WORK INSTRUCTION :: Continue the news report on the collapse of the cease-fire in Zabadani and the Shia villages near Foua, starting after its last sentence.

PASSAGE FOR REVIEW ::
────────────────────────────────────────

A cease-fire between a coalition of Syrian rebels and Hezbollah fighters in a Syrian border town and two northern Shia villages collapsed on Saturday for the second time this month amid rare Iranian-mediated talks.
The Islamic Army, or Jaysh Fatah group, said on its social media accounts that its fighters have resumed targeting locations of Hezbollah fighters near Foua, a Shia village in the mostly-rebel control Idlib province, posting a video of the shelling.
The Britain-based Syrian Observatory for Human Rights and the Local Coordination Committees of Syria, both groups with an extensive network of activists on the ground, said fighting also resumed in the town of Zaabadani near the Lebanese border. The Observatory said government warplanes bombed areas with barrel bombs.
The Local Committees said Syrian government forces also shelled Madaya, a village near Zabadani where many civilians fled.

────────────────────────────────────────

EXTRACTED MATERIAL ::

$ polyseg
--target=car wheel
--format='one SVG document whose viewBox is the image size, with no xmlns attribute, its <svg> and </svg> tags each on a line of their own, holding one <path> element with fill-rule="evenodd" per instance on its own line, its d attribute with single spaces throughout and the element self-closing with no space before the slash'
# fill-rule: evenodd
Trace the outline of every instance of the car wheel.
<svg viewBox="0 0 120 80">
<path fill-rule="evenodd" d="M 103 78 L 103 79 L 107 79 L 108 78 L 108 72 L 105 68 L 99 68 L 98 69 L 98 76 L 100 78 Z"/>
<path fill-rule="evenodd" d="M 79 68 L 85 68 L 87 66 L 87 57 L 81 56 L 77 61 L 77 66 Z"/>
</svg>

────────────────────────────────────────

ANSWER FOR THIS EXERCISE ::
Fighting over Zabadani, which lies near the road between Damascus and Lebanon, has raged since July after Hezbollah fighters joined the government forces to repel the rebels. The rebels, who once controlled Zabadani, retaliated by attacking the villages of Foua and Kfarya.
The Iranian-mediated cease-fire stipulated that rebel fighters be given safe passage out of Zabadani and Madaya. In return, the insurgents would allow 1,000 residents of the two villages to leave and allow medical and humanitarian aid to all areas.
Meanwhile on Saturday, Syria’s state news agency reported a car bomb in the central city of Homs killed four civilians and wounded 19.